__Testo__:
◇ ◇ ◇ ◇ ◇ ◇ ◇

Una chiarissima voce da contralto che toccava note altissime, virando molto spesso su un falsetto più vicino in realtà a un timbro femminile. Un fisico esile e un’immagine quasi efebica, Jimmy Scott – che si è spento giovedì scorso a Las Vegas all’età di 88 anni, è stato uno dei personaggi più amati dalla critica jazz, riscoperto dal pubblico nella sua tarda maturità nei primi anni 90, quando si guadagnò anche una nomination ai Grammy Award.

Terzo di dieci figli, James Victor Scott, la madre morta quando lui aveva appena tredici anni, iniziò a esibirsi in piccoli locali per poi entrare in una compagnia di vaudeville e finalmente – nel 1947 – nella grande orchestra di Lionel Hampton. La sua voce alta e purissima è rimasta sempre inalterata a causa di una rara malattia chiamata sindrome di Kallman, che non permette di raggiungere la pubertà. Quando un medico gli profilò la possibilità di sottoporsi a un’operazione che avrebbe potuto stimolare lo sviluppo ormonale, rifiutò. «Fare ‘impazzire’ i miei ormoni avrebbe potuto pregiudicare la mia voce. E la mia voce è tutto quello che ho…». Decisamente poco fortunato, Scott anche nei momenti più favorevoli: nel 1950 Everybody’s Somebody’ Fool – inciso con l’orchestra di Hampton – arrivò in classifica ma venne accreditato come «Lionel Hampton orchestra».

◇ ◇ ◇ ◇ ◇ ◇ ◇

__Attività 1__:
Nel testo su Jimmy Scott, quali sono, in ordine, i contesti in cui si esibì secondo il secondo paragrafo?
__Attività 2__:
Prosegui il testo su Jimmy Scott dopo la sua ultima frase.

__Dati forniti__:
◇ ◇ ◇ ◇ ◇ ◇ ◇

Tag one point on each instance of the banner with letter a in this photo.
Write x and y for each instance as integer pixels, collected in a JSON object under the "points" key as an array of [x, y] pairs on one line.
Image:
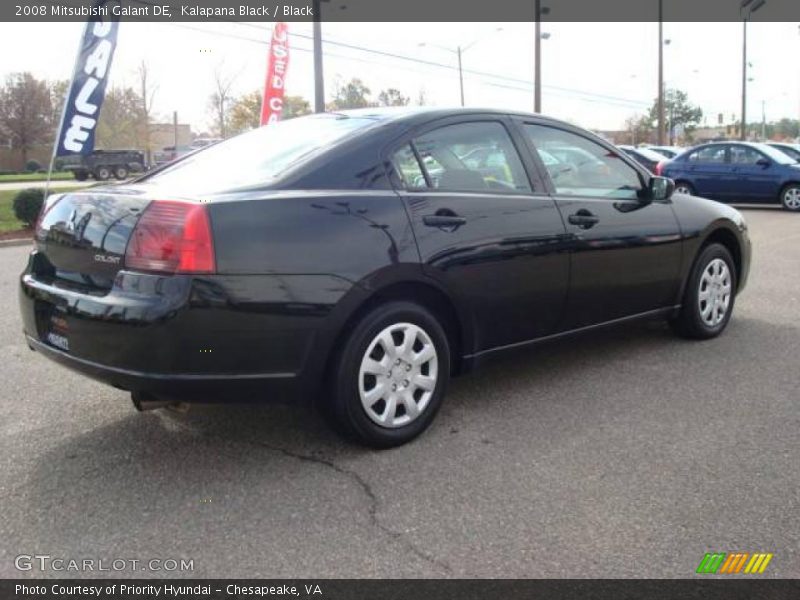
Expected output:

◇ ◇ ◇ ◇ ◇ ◇ ◇

__Risultato 1__:
1. Piccoli locali
2. Una compagnia di vaudeville
3. La grande orchestra di Lionel Hampton, dal 1947

__Risultato 2__:
Uno dei pochi successi di una carriera discografica costellata di ottimi album ma di scarso successo, l’audience faticava a comprendere lo stile di questo artista che si muoveva a cavallo fra jazz e rhyth’n’blues con una voce indefinibile tra uomo e donna. Anche i rappporti con le etichette non lo aiutarono: un album registrato per l’etichetta di Ray Charles che aveva richiamato molta attenzione radiofonica e sopprattutto la distribuzione dell’Abc, venne bloccato da veto di Herman Lubinsky – il padrone della Savoy, che affermava di avere ancora sotto contratto Scott.

Stessa sorte sette anni dopo per un altro disco The Source, registrato per l’Atlantic. Deluso e un po’ frustrato dall’accavallarsi di eventi negativi, Scott decise di interrompere la carriera, sbarcando il lunario come cuoco, uomo di fatica in alberghi esibendosi solo occasionalmente. Poi nel 1984 la seconda chance della sua carriera, incoraggiato dalla quarta moglie rieprese a cantare regolarmente nei night club e a New York. Ma ad attrarre l’attenzione della Sire records fu la sua toccante versione di Someone’s to watch over me intonata nel corso dei funerali di Doc Pomus.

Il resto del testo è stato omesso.